**Exercise goal:** Convert the stretch from the line containing "Where in this photo can the faucet" through the end of the rows into a numbered list, skipping any blank lines.

____ Records for processing

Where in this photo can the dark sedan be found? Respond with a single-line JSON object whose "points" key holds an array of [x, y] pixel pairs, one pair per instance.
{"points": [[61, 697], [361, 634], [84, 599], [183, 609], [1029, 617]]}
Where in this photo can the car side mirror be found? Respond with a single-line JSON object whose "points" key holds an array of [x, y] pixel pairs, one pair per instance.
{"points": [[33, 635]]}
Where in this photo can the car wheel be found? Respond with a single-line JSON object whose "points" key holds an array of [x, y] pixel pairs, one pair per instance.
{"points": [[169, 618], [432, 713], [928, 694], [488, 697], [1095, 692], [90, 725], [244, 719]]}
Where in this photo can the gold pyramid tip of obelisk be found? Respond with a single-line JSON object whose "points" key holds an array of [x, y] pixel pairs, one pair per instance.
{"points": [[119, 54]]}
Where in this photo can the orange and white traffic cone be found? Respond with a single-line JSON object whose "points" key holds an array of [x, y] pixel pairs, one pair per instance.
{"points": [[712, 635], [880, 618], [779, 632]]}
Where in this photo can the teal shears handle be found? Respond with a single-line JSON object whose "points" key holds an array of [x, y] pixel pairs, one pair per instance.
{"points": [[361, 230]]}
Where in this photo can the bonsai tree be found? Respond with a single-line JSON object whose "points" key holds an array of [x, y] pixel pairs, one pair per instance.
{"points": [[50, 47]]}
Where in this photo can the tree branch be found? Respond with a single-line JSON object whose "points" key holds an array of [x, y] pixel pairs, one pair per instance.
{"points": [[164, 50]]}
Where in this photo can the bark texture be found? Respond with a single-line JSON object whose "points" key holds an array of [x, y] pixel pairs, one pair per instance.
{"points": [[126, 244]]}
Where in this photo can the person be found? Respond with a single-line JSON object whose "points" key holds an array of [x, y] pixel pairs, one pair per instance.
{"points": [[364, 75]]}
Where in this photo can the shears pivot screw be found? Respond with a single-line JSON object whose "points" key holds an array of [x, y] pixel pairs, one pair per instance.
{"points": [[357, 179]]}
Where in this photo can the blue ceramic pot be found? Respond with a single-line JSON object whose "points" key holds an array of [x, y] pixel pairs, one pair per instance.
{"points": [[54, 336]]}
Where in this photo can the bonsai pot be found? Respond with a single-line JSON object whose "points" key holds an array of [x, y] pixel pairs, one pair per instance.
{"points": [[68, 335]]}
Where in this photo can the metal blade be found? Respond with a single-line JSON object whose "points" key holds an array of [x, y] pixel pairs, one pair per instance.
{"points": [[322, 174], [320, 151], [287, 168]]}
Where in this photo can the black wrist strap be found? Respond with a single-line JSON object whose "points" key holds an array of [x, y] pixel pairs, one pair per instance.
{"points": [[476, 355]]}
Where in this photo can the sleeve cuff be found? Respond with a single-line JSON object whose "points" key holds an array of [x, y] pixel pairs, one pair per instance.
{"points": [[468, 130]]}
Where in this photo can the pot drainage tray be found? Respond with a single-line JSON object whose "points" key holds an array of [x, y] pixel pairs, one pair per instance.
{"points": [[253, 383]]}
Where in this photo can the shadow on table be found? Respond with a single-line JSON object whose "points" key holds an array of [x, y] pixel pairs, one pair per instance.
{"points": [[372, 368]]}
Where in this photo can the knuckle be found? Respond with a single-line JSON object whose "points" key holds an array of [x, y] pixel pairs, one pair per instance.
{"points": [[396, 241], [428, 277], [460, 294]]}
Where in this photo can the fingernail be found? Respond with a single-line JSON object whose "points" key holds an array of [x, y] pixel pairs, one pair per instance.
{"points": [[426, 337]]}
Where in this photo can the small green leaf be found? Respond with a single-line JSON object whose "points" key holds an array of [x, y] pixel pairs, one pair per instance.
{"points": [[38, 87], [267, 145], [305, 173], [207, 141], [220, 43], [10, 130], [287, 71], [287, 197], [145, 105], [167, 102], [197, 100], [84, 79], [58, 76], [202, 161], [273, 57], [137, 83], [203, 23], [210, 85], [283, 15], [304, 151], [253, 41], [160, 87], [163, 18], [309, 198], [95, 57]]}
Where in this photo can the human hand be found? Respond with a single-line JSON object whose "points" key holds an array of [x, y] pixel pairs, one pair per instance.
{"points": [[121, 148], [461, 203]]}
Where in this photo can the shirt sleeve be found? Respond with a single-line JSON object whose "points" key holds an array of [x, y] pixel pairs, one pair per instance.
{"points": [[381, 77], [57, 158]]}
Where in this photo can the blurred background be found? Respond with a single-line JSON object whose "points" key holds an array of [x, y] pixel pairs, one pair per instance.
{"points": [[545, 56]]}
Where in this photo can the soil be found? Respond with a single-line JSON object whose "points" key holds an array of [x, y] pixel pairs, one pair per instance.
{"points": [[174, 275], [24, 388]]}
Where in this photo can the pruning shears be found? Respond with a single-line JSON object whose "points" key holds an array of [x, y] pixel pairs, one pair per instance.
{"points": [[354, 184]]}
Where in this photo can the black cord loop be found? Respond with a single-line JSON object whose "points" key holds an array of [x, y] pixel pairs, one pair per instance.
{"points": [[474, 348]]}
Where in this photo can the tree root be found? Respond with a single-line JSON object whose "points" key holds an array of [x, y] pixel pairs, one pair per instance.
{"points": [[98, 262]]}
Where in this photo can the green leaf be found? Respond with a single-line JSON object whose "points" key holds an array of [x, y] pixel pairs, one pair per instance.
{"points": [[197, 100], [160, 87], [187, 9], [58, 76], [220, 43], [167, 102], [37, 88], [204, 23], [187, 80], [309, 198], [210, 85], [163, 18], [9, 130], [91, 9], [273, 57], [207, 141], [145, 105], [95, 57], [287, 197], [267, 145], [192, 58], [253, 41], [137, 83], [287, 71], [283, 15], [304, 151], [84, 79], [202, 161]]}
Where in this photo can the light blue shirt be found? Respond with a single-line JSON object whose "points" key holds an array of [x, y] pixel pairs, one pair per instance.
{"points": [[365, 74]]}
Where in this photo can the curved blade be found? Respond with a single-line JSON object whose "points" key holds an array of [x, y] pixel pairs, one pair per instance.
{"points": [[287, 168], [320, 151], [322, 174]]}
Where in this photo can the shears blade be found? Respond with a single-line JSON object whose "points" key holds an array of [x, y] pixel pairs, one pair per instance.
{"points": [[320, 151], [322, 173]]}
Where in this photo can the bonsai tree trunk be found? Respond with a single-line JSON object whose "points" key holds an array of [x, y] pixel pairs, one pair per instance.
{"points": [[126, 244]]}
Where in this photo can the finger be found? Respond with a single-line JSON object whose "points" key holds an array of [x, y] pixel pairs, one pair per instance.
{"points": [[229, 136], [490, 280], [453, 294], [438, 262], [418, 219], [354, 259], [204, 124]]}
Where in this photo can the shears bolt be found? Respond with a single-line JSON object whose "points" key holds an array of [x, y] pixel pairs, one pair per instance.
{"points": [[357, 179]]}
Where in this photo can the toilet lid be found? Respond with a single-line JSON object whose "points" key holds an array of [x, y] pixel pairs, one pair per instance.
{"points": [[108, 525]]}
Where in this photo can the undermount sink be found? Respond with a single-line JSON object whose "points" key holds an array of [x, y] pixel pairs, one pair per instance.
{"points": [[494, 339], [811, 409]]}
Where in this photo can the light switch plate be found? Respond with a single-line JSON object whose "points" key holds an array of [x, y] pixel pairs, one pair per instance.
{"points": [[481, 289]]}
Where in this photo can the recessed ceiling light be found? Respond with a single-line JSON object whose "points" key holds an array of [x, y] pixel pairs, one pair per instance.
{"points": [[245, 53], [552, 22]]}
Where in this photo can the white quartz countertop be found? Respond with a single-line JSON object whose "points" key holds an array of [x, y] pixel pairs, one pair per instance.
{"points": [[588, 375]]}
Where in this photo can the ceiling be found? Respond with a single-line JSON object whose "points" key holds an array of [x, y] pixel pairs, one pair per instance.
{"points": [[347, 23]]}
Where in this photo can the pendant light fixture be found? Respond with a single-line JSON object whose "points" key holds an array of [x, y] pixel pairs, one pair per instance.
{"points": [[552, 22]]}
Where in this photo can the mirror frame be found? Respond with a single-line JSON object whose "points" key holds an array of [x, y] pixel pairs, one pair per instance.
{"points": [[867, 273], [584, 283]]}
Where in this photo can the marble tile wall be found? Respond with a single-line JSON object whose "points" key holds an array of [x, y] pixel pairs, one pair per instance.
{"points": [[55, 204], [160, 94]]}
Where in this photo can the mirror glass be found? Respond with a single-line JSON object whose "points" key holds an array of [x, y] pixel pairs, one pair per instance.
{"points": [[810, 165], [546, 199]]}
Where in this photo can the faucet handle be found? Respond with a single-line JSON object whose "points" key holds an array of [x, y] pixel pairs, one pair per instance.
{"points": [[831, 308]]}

________

**Expected answer:**
1. Where in this photo can the faucet handle be found? Respond with a single-line JSON object whose "points" key holds an array of [x, y] pixel pairs, one pair per instance.
2. {"points": [[831, 308]]}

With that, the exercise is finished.